ZU PRÜFENDER TEXT =>

++++

Begriffsklärung: Postmoderner Kulturrelativismus

Der Kulturrelativismus ist eine Position, der zufolge Werte und Normen nur vor dem Hintergrund des jeweiligen kulturellen Kontextes gelten. Da es unterschiedliche Kulturen gibt, gibt es auch unterschiedliche kulturelle Kontexte mit jeweils anderen Bestimmungen dessen, was wahr, gut, gerecht, vernünftig oder schön ist. Werte und Normen sind daher relativ zu der jeweiligen Kultur bzw. dem jeweiligen kulturellen Kontext.

Für den Kulturrelativisten gibt es demnach keine universellen, d.h. für alle Menschen geltenden Werte und Normen. Auch Menschenrechte können nicht universell sein. Für einige Kulturrelativisten sind sie ein Produkt der westlichen Kultur und können Geltung nur innerhalb dieser Kultur beanspruchen.

Darüber hinaus behaupten einige Kulturrelativisten, dass Kulturen und die mit ihnen jeweils einhergehenden Überzeugungen, Werte und Normen nicht nur unterschiedlich und spezifisch, sondern auch gleichwertig sind. Anders formuliert: Man kann nicht behaupten, dass eine Kultur „besser“ ist als eine andere, dass Werte und Normen, die in einer Kultur herrschen, „besser“ sind als Werte und Normen, die eine andere Kultur dominieren. Das bedeutet, dass Repräsentanten einer Kultur den Wertekanon anderer Kulturen nicht in Frage stellen sollten.

Antipode des Kulturrelativismus ist der Universalismus (s. Kulturrelativismus vs. Universalismus. Oder: Warum der Kontext immer eine Rolle spielt).

Beim Universalismus handelt es sich um eine ethische Betrachtung. Ein ethisches Prinzip wird zu einem Universalismus, einem Ordnungsgesetz erhoben. Die Moralphilosophien von Platon, Aristoteles, Hegel oder Kant oder die Menschenrechtspositionen gehen davon aus, dass es nur eine gültige Ethik gibt, die für alle Menschen in allen Situationen gilt.

Der Kulturrelativismus hingegen versucht die Einstufung aller anderen Kulturen im Hinblick auf die eigene Weltanschauung zu vermeiden: Jedes Moralprinzip ist nur innerhalb einer bestimmten Kultur gültig. Deshalb gilt er in den Augen von Verfechtern der allgemeinen Menschenrechte als verpönt: KulturrelativistInnen sind in deren Augen Menschen, die den Verstoß gegen Menschenrechte als entschuldbar betrachten.

++++

ROHDATEN =>

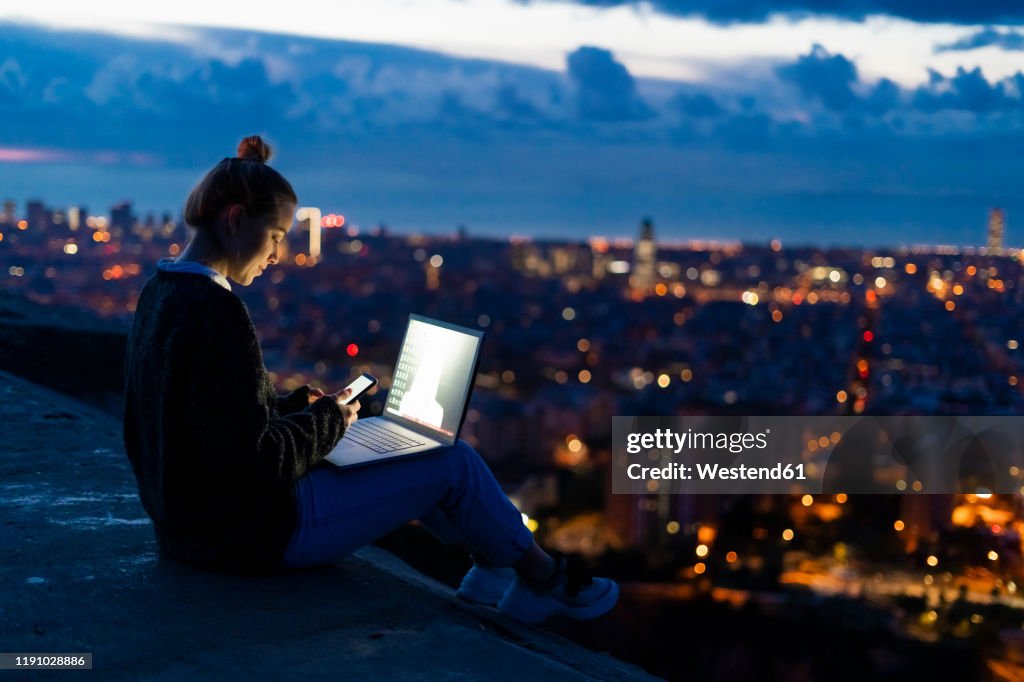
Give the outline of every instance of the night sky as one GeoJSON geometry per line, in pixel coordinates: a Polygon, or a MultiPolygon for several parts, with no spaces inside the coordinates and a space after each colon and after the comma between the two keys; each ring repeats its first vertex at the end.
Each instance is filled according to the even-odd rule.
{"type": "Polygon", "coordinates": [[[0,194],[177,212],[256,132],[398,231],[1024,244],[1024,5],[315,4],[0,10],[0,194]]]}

++++

ARBEITSANWEISUNG =>
Der Text zum Kulturrelativismus zählt Begriffe auf, deren Bestimmung in jedem kulturellen Kontext anders ausfällt. Nennen Sie alle diese Begriffe.

ERGEBNIS DER ÜBUNG =>
wahr, gut, gerecht, vernünftig, schön